◆ Prompt ◆
Set down all of the data exactly as it appears.

----- Input material -----

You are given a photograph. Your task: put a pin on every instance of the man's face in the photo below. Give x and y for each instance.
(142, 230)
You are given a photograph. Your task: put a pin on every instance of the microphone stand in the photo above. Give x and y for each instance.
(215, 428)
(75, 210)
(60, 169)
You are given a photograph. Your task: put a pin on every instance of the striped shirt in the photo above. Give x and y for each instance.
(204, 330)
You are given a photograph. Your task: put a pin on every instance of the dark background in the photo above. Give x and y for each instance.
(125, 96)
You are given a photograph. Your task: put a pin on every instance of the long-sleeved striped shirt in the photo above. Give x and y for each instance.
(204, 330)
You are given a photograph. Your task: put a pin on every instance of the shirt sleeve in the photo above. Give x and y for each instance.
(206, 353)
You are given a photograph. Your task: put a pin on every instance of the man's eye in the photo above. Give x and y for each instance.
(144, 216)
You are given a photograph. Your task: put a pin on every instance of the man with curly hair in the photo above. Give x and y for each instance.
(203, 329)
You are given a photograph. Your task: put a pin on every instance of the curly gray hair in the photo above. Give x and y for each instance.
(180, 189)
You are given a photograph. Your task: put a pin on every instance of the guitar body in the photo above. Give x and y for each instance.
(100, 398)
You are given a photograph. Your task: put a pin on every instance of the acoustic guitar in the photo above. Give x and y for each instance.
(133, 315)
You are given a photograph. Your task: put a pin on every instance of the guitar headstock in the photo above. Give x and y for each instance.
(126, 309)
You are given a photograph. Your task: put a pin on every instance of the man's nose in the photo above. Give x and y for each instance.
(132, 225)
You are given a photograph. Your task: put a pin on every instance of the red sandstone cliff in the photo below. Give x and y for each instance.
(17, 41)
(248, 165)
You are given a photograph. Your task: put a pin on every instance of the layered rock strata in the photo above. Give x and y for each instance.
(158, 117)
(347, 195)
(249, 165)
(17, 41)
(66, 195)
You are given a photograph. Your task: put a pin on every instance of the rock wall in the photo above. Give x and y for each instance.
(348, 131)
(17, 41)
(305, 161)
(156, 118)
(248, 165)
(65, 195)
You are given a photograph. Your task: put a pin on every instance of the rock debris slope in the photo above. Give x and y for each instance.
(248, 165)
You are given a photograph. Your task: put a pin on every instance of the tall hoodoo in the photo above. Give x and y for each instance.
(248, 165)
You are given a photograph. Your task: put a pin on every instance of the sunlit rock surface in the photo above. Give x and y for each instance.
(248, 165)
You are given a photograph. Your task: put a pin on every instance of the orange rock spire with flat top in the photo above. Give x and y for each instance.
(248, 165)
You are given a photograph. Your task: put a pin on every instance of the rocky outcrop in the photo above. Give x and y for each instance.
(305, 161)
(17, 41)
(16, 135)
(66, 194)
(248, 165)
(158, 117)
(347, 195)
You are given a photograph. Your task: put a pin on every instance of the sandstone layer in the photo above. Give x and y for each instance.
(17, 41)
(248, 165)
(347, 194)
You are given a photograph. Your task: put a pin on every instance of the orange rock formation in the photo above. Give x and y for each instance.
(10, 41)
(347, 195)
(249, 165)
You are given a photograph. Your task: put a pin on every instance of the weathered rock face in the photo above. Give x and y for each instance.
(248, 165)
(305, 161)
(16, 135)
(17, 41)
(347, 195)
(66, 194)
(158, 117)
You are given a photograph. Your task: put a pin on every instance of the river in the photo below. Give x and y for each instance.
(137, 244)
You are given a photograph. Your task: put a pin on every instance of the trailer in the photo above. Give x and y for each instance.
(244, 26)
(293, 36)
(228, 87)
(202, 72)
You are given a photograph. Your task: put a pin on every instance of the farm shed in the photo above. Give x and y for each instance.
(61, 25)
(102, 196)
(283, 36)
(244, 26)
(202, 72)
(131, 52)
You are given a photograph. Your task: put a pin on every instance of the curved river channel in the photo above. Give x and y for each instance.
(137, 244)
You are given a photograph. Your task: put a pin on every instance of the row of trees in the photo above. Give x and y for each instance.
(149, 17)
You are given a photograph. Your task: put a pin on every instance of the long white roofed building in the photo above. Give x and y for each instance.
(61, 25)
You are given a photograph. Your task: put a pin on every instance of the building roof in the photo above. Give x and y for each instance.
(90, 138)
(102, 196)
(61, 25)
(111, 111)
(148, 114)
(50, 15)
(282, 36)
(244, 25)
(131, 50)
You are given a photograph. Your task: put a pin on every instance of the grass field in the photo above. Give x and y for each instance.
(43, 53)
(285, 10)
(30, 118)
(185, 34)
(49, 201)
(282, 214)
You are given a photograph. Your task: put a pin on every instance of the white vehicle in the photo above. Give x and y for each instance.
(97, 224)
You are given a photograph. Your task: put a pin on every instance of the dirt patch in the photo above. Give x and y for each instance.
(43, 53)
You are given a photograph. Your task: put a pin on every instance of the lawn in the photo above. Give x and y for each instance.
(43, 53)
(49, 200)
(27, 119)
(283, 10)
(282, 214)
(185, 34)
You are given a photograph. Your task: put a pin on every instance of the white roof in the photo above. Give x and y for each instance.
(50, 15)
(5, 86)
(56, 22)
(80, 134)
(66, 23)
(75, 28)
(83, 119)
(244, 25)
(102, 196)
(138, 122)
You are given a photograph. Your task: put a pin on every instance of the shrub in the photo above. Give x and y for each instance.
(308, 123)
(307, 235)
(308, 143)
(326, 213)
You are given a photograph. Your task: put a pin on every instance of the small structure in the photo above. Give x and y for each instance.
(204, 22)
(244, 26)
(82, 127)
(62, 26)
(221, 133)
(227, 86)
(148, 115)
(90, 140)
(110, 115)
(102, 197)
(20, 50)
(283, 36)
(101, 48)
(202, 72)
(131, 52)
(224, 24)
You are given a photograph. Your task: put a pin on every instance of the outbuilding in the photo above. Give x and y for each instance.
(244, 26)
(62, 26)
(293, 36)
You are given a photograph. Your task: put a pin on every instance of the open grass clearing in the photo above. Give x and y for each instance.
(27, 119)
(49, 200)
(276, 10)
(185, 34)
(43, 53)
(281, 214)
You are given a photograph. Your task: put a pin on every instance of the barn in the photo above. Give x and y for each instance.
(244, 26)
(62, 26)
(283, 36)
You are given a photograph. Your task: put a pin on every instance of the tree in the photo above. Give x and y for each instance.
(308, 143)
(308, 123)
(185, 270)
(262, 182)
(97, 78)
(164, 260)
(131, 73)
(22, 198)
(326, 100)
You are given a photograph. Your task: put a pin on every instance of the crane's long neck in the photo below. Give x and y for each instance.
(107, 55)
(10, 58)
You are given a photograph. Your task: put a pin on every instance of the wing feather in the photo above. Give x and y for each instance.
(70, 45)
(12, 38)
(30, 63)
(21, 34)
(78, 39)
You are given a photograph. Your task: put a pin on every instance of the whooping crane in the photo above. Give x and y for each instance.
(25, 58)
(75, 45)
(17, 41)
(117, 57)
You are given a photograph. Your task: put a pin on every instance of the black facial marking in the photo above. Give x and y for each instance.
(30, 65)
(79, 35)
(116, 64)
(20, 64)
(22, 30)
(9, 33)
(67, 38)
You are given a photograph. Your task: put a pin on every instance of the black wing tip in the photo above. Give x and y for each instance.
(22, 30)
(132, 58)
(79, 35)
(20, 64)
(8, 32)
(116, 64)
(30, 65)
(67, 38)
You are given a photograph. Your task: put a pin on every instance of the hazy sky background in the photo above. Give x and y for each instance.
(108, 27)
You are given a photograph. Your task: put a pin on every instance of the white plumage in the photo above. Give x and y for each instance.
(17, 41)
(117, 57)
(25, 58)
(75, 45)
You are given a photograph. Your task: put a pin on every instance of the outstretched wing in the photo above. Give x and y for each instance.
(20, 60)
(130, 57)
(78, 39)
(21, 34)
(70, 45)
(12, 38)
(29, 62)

-----

◆ Full output ◆
You are given a photograph. Your task: put a pin on every instance of the man's face in the photo below. Give x and y for each instance.
(142, 230)
You are given a photograph. Your task: put a pin on every instance of the microphone stand in the photo above. Give x and y for each instance.
(215, 428)
(75, 210)
(60, 169)
You are given a photograph. Your task: put a pin on every instance of the striped shirt in the photo above. Give x and y for each instance.
(204, 330)
You are given a photograph. Your task: put a pin on every instance of the dark background in the photo above. Give x and y for each instance.
(125, 96)
You are given a photograph. Your task: put a pin on every instance of the long-sleeved striped shirt in the photo above. Give x and y for each instance.
(204, 330)
You are given a photograph. Your task: put a pin on every instance of the shirt sleeve in the photo above. Give x and y for each instance.
(206, 353)
You are given a photograph. Your task: put a pin on every instance of the man's eye in the photo above. Give x and y for each instance.
(144, 216)
You are given a photograph. Your task: put a pin on every instance of the man with curly hair in the photo above. Give x and y for each instance.
(203, 329)
You are given a photograph. Your task: put a pin on every instance of the curly gray hair in the photo above. Give x and y for each instance.
(180, 189)
You are given a photograph. Your task: put a pin on every instance of the guitar body in the photo above. Give x and y for each instance.
(100, 398)
You are given a photograph. Your task: put a pin on every instance of the acoustic guitar in the photo above. Give x and y for each instance.
(133, 315)
You are given a photograph. Your task: put a pin on every instance of the guitar headstock in the photo above. Give x and y for each instance.
(126, 309)
You are given a photograph. Your task: put a pin on every instance of the man's nose in the photo above. Give x and y for each instance.
(132, 225)
You are given a photograph. Your task: put a pin on every instance of the red sandstone cliff in the photo below. Give x and y for each instance.
(17, 41)
(248, 165)
You are given a photograph. Your task: put a pin on every instance of the layered rock strata in the photo above. Give x and y for each instance.
(158, 117)
(347, 195)
(249, 165)
(17, 41)
(66, 195)
You are given a photograph. Your task: put a pin on every instance of the rock wall in the photo above. Give x and y for each instance.
(348, 131)
(17, 41)
(305, 161)
(156, 118)
(248, 165)
(65, 195)
You are given a photograph. Your task: put a pin on every instance of the rock debris slope in the photo above. Give x and y for each instance.
(248, 165)
You are given a photograph. Your task: put a pin on every instance of the tall hoodoo in the photo above. Give x and y for each instance.
(248, 165)
You are given a photograph. Your task: put a pin on every instance of the sunlit rock surface in the photo above. Give x and y for each instance.
(248, 165)
You are given a photograph. Your task: put a pin on every instance of the orange rock spire with flat top in the photo above. Give x and y for each instance.
(248, 165)
You are given a photograph. Your task: put a pin on every instance of the rocky outcrop in the photo above. Give x and y for each instance.
(305, 161)
(17, 41)
(16, 135)
(66, 194)
(248, 165)
(158, 117)
(347, 195)
You are given a photograph. Your task: put a pin on every instance of the sandstone layer in the photo above. Give x and y for each instance.
(17, 41)
(248, 165)
(347, 194)
You are given a photograph. Your task: put a pin on every instance of the orange rock formation in the photo above. Give x and y for each instance.
(10, 41)
(347, 195)
(249, 165)
You are given a photograph. Your task: put a pin on every instance of the weathered rock face in the photo above. Give x and y for each instance.
(248, 165)
(305, 161)
(16, 135)
(17, 41)
(347, 195)
(66, 194)
(158, 117)
You are given a photograph. Your task: put a pin on every instance of the river in the photo below. Give x and y for each instance.
(137, 244)
You are given a photograph. Your task: put a pin on every instance of the trailer in the photo above. Give x and y for each instance.
(244, 26)
(293, 36)
(228, 87)
(202, 72)
You are given a photograph. Your task: put a pin on every instance of the farm shed in the photo above. Give x and y for each instance.
(61, 25)
(102, 196)
(283, 36)
(244, 26)
(202, 72)
(131, 52)
You are given a photograph. Your task: put a pin on every instance of the curved river channel in the photo above. Give x and y for each instance.
(137, 244)
You are given a photograph. Your task: put a pin on every instance of the row of trees in the photo above. Give x and y for each instance.
(149, 17)
You are given a photograph. Your task: put a pin on every instance of the long white roofed building in the photo above. Give x and y for each instance.
(61, 25)
You are given a photograph. Your task: put a pin on every instance of the building roof in the photo above. Give x and y for each instance.
(90, 138)
(102, 196)
(61, 25)
(111, 111)
(148, 114)
(50, 15)
(282, 36)
(244, 25)
(131, 50)
You are given a photograph. Your task: put a pin on every instance of the grass field in the photo above. Give x and y for each instance.
(43, 53)
(285, 10)
(30, 118)
(185, 34)
(49, 201)
(282, 214)
You are given a photograph. Your task: put a pin on every instance of the white vehicle in the photo above. Give x and y for each instance.
(97, 224)
You are given a photograph. Your task: put a pin on every instance of the dirt patch in the photo above. Give x and y for each instance.
(43, 53)
You are given a photograph. Your task: put a pin on every instance of the lawn in the photo above. Give x and y for each instance.
(43, 53)
(49, 200)
(27, 119)
(283, 10)
(282, 214)
(185, 34)
You are given a photograph. Your task: put a pin on every instance of the white roof in the photo above. Give x and y for each instance.
(50, 15)
(5, 86)
(56, 22)
(80, 134)
(66, 23)
(75, 28)
(83, 119)
(244, 25)
(102, 196)
(138, 122)
You are given a photograph. Your task: put a pin on every instance of the shrub in the photo above. Give x and y for each instance.
(308, 123)
(307, 235)
(308, 143)
(326, 213)
You are given a photograph. Your task: put a pin on every instance of the small structure in the photo above. Give x and y for each instance.
(204, 22)
(244, 26)
(82, 127)
(62, 26)
(221, 133)
(227, 86)
(148, 115)
(90, 140)
(110, 115)
(102, 197)
(20, 50)
(283, 36)
(101, 48)
(202, 72)
(131, 52)
(224, 24)
You are given a photograph. Your task: put a pin on every instance of the outbuilding in the photo above. Give x and y for each instance.
(244, 26)
(62, 26)
(293, 36)
You are given a photograph. Your task: put a pin on every instance of the open grass clearing in the photo above. Give x and y for each instance.
(27, 119)
(49, 200)
(276, 10)
(185, 34)
(43, 53)
(281, 214)
You are given a photograph. Your task: put a pin on every instance of the barn in the photo above. Give x and y for each instance.
(244, 26)
(62, 26)
(283, 36)
You are given a photograph. Your task: put a pin on every instance of the tree in the photo above. Give x and y for each instance.
(308, 143)
(308, 123)
(185, 270)
(262, 182)
(97, 78)
(164, 260)
(131, 73)
(22, 198)
(326, 100)
You are given a photograph. Your task: put a pin on every instance of the crane's long neck in the photo below. Give x and y for each instance.
(107, 55)
(10, 58)
You are given a photograph. Your task: put a pin on every instance of the wing feather in the photo above. Give x and y for each instance.
(70, 45)
(12, 38)
(30, 63)
(21, 34)
(78, 39)
You are given a photograph. Your task: put a pin on every instance of the whooping crane in the photo above. Give x and y for each instance.
(25, 58)
(75, 45)
(17, 41)
(117, 57)
You are given a photograph. Your task: put a pin on every instance of the black facial marking in the photo above. Give x and y for each instance.
(30, 65)
(79, 35)
(116, 64)
(20, 64)
(22, 30)
(9, 33)
(67, 38)
You are given a photograph. Your task: put a pin on every instance of the black wing tip in the photo above. Give x and y for each instance.
(22, 30)
(132, 58)
(79, 35)
(20, 64)
(8, 32)
(116, 64)
(30, 65)
(67, 38)
You are given a photograph. Your task: put a pin on every instance of the hazy sky background in the photo above. Give x and y for each instance.
(108, 27)
You are given a photograph. Your task: put a pin on every instance of the white plumage in the photo above. Give x and y for each instance.
(17, 41)
(117, 57)
(25, 58)
(75, 45)
You are given a photograph. Your task: put a pin on every instance of the outstretched wing in the photo above. Give x and y for each instance.
(20, 60)
(130, 57)
(78, 39)
(21, 34)
(70, 45)
(12, 38)
(29, 62)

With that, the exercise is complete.